# Given request
Please revise the data below, changing every "single line" to "one line" and leaving everything else unchanged. Leave the pictures out of your answer.

Records from a collection:
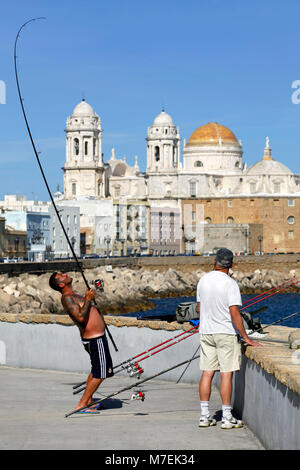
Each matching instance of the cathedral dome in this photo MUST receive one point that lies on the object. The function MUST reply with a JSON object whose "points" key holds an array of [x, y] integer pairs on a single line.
{"points": [[83, 109], [163, 119], [212, 133]]}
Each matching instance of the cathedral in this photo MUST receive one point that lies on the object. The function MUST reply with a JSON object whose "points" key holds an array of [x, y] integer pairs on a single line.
{"points": [[185, 201]]}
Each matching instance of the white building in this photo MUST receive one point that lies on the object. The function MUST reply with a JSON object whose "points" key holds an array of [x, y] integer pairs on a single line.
{"points": [[70, 217], [211, 166]]}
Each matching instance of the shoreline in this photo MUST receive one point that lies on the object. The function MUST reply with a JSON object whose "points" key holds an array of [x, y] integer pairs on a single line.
{"points": [[129, 290]]}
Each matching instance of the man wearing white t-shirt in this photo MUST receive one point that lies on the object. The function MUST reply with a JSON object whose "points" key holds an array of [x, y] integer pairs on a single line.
{"points": [[218, 299]]}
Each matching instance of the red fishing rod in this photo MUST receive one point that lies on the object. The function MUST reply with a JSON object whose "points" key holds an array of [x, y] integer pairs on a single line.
{"points": [[131, 386], [270, 290], [134, 368], [270, 295]]}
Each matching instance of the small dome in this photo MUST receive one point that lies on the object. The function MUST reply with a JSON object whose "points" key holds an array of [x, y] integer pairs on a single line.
{"points": [[83, 109], [267, 165], [211, 134], [163, 119]]}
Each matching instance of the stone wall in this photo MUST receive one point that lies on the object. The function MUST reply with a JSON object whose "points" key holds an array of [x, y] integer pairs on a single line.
{"points": [[266, 389]]}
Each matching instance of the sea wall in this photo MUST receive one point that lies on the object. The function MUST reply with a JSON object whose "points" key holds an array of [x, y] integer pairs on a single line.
{"points": [[131, 289], [266, 389]]}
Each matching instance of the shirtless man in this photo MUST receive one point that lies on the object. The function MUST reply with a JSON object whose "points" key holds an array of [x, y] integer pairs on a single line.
{"points": [[92, 332]]}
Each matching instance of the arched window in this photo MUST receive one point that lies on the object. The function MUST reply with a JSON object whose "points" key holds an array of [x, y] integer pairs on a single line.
{"points": [[76, 146], [156, 153], [193, 188]]}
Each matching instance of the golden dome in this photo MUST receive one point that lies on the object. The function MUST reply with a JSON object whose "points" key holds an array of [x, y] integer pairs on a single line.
{"points": [[210, 134]]}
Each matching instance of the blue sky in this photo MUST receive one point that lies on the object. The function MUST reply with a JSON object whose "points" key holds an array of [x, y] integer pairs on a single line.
{"points": [[227, 61]]}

# Solution to this problem
Each matching instance of the cathedral dome in this photo MUST receive one point that lies on the object. The function MUST reply with a JSON object whose "points" key holds an array of [x, y] integer pairs on a one line.
{"points": [[83, 109], [163, 119], [212, 133]]}
Each matching instance of the cathedral in this photo MUST receive one point that lies on the object. The function MUST reply with a JSON object whose "points" key holds an array of [x, y] integer pairs on a one line.
{"points": [[185, 201]]}
Each matching instance of the white building in this photo MUST receive one point that lies on the object. The function MUST reply with a JSON object whose "points" key holds an array of [x, y] integer pairs on a one line.
{"points": [[70, 217], [211, 166]]}
Each matching instance of the shoreline in this photo MUST receive one point that lies on the object. The function MUST reply with a JSON object whose "points" key holds an array of [x, y] integer pairs on a one line.
{"points": [[129, 290]]}
Each matching instance of the man wearing white t-shirt in this photo MUST receive one point that lies on the object. The function MUST reply with a JSON object whose "points" key holds an array of [x, y] integer pairs on a one line.
{"points": [[218, 299]]}
Each matching instance of the red fishing rod in this photo MUST receive one point that lies on the object. The function MUST reply with a JSON object whose "points" key holds an array of [x, y] integer pairs on a one line.
{"points": [[131, 386], [270, 290], [134, 368], [270, 295]]}
Each matching instance of the small dome in this photo MUST receive one point that lies on the object. The function MUST reply with a JSON object whose "points" key holds an array of [x, y] integer pairs on a one line.
{"points": [[83, 109], [267, 165], [211, 134], [163, 119]]}
Each matching instance of the stone wall in this photo MUST receive one point that lies on the object. The function MUST reply with a JSON object whose "points" key holds an array of [x, y] integer pairs on a one line.
{"points": [[266, 389]]}
Each matching instance of the sea wall in this photo MUST receive one point that lies on the object. The function MUST reply with a JSON object whose "points" key holds an array of [x, y] integer pairs on a one line.
{"points": [[131, 289], [266, 389]]}
Each matching instance of the shirtless man in this photo MUST receive one point that lies on the object. The function MUST reply with a JSON object whose "points" key holds an array of [x, y] integer pairs on a one line.
{"points": [[92, 332]]}
Each matching instance of the arched window in this photo MUST receive one point that lies on the object. The function MUST reply with a JSON object whose "points" key holds an array of [x, y] integer pairs on a one line.
{"points": [[76, 146], [156, 153], [193, 188]]}
Each matching instance of the golden dome in this photo MUST receive one point that lies on the object. The function MUST reply with a JSON object whose "points" key holds an array of [x, y] integer pairs on a one line.
{"points": [[210, 134]]}
Each matching instance of the blue sky in this photo MUST receive one point that lies on the object. The function MUST reply with a JSON object whose "points" key holds an array of [x, y] integer pairs on a one line.
{"points": [[227, 61]]}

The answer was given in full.